§ Task data:
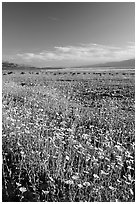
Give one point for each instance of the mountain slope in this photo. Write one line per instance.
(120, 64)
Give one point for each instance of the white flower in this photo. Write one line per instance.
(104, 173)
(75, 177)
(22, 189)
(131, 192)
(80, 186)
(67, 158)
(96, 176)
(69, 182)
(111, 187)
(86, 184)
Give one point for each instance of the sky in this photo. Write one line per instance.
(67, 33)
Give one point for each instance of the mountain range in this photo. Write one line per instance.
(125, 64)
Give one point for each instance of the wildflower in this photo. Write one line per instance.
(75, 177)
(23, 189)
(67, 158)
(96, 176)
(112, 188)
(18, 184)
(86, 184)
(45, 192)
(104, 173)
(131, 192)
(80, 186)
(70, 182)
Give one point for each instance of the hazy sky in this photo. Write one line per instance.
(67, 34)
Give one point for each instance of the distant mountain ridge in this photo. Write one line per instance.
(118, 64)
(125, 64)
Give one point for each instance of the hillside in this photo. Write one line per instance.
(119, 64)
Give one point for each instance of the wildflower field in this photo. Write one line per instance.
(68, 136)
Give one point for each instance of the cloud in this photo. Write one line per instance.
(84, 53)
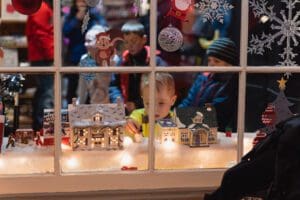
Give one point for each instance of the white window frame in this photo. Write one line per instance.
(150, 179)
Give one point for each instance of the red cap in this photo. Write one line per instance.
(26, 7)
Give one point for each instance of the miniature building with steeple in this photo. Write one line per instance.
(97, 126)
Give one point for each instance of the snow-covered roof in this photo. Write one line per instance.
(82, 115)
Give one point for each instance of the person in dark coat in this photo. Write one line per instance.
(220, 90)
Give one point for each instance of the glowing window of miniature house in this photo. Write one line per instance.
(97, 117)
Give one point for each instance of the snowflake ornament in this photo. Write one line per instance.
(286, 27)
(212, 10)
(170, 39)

==

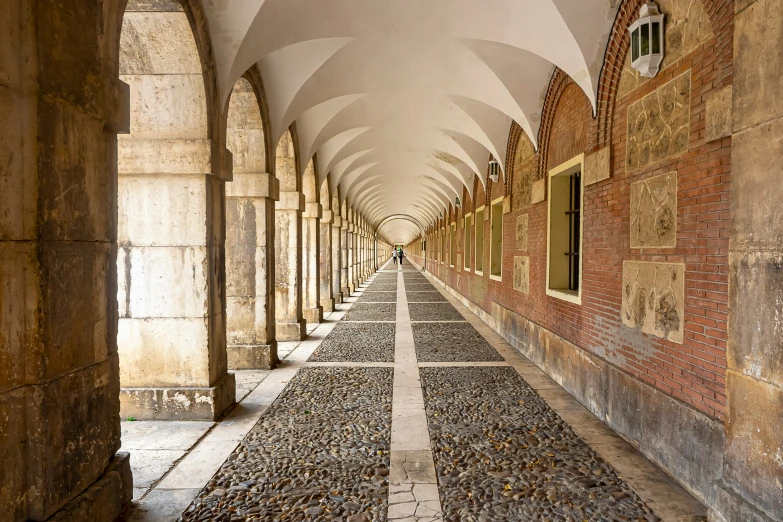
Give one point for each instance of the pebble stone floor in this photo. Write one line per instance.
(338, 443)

* * *

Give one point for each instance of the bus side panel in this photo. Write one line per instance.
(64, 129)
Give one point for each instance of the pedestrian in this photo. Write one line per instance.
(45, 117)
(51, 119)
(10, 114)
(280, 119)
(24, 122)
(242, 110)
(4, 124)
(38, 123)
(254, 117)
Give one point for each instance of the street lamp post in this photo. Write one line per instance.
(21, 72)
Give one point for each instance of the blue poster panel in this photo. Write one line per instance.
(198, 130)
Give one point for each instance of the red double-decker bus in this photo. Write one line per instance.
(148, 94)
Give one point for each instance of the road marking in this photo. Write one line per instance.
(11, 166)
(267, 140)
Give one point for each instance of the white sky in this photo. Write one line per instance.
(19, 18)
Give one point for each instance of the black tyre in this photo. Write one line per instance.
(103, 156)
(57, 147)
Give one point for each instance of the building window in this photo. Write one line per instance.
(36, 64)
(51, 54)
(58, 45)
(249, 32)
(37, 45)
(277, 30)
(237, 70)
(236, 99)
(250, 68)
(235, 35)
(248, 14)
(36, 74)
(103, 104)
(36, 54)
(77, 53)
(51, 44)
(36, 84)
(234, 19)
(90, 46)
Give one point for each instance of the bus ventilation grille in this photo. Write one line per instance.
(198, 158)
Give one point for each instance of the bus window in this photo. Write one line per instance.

§ Task objective:
From the records above, transcribe without alteration every line from the one with "Give one point for each instance of the street" to the one with "Give one point for each instance of the bus window", inclusive.

§ Response:
Give one point for each instance of the street lamp post in this photo. Write one line per instance.
(21, 72)
Give one point for each instance of the blue poster panel in this photo. Write one line per instance.
(198, 130)
Give one point for each instance of the red double-decker bus in this photo. Write one line per instance.
(148, 94)
Give one point for each instance of the road marking in this photo. Write one line per instance.
(11, 166)
(267, 140)
Give one point for each instance of the white sky in this photo. Write one line per instance.
(19, 18)
Give one point for each instance of the black tyre in this photo. Write one line per instance.
(103, 156)
(57, 147)
Give one point for each instance of the building window in this photo. Write one line per instance.
(36, 64)
(51, 54)
(58, 45)
(249, 32)
(37, 45)
(277, 30)
(237, 70)
(236, 99)
(250, 68)
(235, 35)
(248, 14)
(36, 74)
(103, 104)
(36, 54)
(77, 53)
(51, 44)
(36, 84)
(234, 19)
(90, 46)
Give one point for each instance of the bus ventilation grille in this photo. Write one line per instance.
(198, 158)
Give one point for each instance of the bus window in this photo. Write one line per instance.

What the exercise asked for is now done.